Exercise data START

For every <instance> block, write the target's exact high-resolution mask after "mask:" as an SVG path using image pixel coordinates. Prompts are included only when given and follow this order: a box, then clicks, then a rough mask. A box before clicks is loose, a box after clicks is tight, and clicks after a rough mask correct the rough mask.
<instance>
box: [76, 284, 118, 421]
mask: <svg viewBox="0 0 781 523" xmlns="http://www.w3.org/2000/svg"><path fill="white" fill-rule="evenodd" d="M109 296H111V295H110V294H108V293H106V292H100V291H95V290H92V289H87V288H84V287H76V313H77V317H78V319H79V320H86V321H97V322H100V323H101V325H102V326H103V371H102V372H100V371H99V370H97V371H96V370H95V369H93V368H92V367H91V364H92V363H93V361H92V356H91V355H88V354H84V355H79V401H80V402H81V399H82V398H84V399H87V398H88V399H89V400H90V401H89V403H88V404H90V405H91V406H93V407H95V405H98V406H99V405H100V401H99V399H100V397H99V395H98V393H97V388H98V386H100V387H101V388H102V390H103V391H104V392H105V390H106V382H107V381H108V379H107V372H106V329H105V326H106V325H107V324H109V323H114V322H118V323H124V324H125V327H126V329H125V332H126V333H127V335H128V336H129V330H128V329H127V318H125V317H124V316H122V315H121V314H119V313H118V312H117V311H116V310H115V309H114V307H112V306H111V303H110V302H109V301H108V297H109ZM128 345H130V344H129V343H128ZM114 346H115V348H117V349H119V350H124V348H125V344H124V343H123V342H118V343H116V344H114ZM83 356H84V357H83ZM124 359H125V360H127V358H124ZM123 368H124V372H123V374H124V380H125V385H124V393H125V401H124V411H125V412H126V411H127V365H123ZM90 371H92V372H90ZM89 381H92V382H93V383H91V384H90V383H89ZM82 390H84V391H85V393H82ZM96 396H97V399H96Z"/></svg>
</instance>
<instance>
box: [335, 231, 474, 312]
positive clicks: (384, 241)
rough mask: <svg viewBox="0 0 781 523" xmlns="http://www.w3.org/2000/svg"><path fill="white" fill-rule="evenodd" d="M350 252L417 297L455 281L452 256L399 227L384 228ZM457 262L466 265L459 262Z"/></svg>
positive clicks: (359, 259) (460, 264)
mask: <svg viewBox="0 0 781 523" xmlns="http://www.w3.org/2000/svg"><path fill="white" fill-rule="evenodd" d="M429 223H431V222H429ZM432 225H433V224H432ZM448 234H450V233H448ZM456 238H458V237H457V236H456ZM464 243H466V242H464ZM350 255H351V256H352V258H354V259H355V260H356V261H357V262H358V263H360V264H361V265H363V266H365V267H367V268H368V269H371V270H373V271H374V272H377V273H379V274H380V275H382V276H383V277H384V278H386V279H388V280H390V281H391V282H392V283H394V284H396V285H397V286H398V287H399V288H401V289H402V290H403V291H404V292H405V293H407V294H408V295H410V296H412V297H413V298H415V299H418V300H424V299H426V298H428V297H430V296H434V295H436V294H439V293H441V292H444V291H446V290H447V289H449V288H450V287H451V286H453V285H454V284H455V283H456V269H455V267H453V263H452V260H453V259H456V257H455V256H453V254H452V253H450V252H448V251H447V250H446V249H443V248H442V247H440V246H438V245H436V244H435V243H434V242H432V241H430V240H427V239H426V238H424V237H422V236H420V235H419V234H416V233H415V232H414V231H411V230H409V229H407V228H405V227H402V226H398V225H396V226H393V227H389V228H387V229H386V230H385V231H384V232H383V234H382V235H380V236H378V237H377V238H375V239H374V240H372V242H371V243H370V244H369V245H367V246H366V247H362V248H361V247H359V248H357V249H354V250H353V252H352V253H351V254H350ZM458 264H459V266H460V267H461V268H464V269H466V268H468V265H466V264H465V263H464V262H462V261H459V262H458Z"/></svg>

Exercise data END

Your task = Write out every line of the data above as a JSON list of strings, one string per line, and leave out any blank lines.

Solution to this exercise =
[
  "For every <instance> block, write the target's exact high-resolution mask after \"mask:\" as an SVG path using image pixel coordinates. Prompts are included only when given and follow this order: a box, then clicks, then a rough mask. A box before clicks is loose, a box after clicks is tight, and clicks after a rough mask correct the rough mask.",
  "<instance>",
  "box: [76, 284, 118, 421]",
  "mask: <svg viewBox=\"0 0 781 523\" xmlns=\"http://www.w3.org/2000/svg\"><path fill=\"white\" fill-rule=\"evenodd\" d=\"M109 296H111V295H110V294H108V293H106V292H100V291H95V290H92V289H87V288H84V287H76V313H77V317H78V319H79V320H86V321H97V322H100V323H101V325H102V326H103V371H102V372H100V371H99V370H97V371H96V370H95V369H93V368H92V367H91V364H92V363H93V361H92V356H91V355H88V354H84V355H79V401H80V402H81V399H82V398H84V399H87V398H88V399H89V400H90V401H89V403H88V404H90V405H91V406H93V407H95V405H98V406H99V405H100V401H99V399H100V397H99V395H98V393H97V388H98V386H100V387H101V388H102V390H103V391H104V392H105V390H106V382H107V381H108V379H107V372H106V329H105V326H106V325H107V324H109V323H114V322H118V323H124V324H125V327H126V329H125V332H126V333H127V335H128V336H129V330H128V329H127V318H125V317H124V316H122V315H121V314H119V313H118V312H117V311H116V310H115V309H114V307H112V306H111V303H110V302H109V301H108V297H109ZM128 345H130V344H129V343H128ZM114 346H115V348H117V349H119V350H124V348H125V344H124V343H123V342H118V343H116V344H114ZM83 356H84V357H83ZM124 359H125V360H127V358H124ZM123 368H124V372H123V374H124V380H125V385H124V393H125V401H124V411H125V412H126V411H127V365H123ZM90 371H92V372H90ZM89 381H92V382H93V383H91V384H90V383H89ZM82 390H84V391H85V393H82ZM96 396H97V399H96Z\"/></svg>",
  "</instance>",
  "<instance>",
  "box: [335, 231, 474, 312]",
  "positive clicks: (384, 241)",
  "rough mask: <svg viewBox=\"0 0 781 523\" xmlns=\"http://www.w3.org/2000/svg\"><path fill=\"white\" fill-rule=\"evenodd\" d=\"M350 252L417 297L455 281L452 256L399 227L384 228ZM457 262L466 265L459 262Z\"/></svg>",
  "positive clicks: (359, 259) (460, 264)",
  "mask: <svg viewBox=\"0 0 781 523\" xmlns=\"http://www.w3.org/2000/svg\"><path fill=\"white\" fill-rule=\"evenodd\" d=\"M429 223H431V222H429ZM432 225H433V224H432ZM448 234H450V233H448ZM456 238H458V237H457V236H456ZM464 243H466V242H464ZM350 255H351V256H352V258H354V259H355V260H356V261H357V262H358V263H360V264H361V265H363V266H365V267H367V268H368V269H371V270H373V271H374V272H377V273H379V274H380V275H382V276H383V277H384V278H386V279H388V280H390V281H391V282H392V283H394V284H396V285H397V286H398V287H399V288H401V289H402V290H403V291H404V292H405V293H407V294H408V295H410V296H412V297H413V298H415V299H418V300H424V299H426V298H428V297H430V296H434V295H436V294H439V293H441V292H444V291H446V290H447V289H449V288H450V287H451V286H453V285H454V284H455V283H456V269H455V267H453V263H452V260H453V259H456V257H455V256H453V254H452V253H450V252H448V251H447V250H446V249H443V248H442V247H440V246H438V245H436V244H435V243H434V242H432V241H430V240H427V239H426V238H424V237H422V236H420V235H419V234H416V233H415V232H414V231H411V230H409V229H407V228H405V227H402V226H398V225H396V226H393V227H389V228H387V229H386V230H385V231H384V232H383V234H382V235H380V236H378V237H377V238H375V239H374V240H372V242H371V243H370V244H369V245H367V246H366V247H362V248H361V247H359V248H357V249H354V250H353V252H352V253H351V254H350ZM458 264H459V266H460V267H461V268H464V269H466V268H468V265H466V264H465V263H464V262H462V261H459V262H458Z\"/></svg>"
]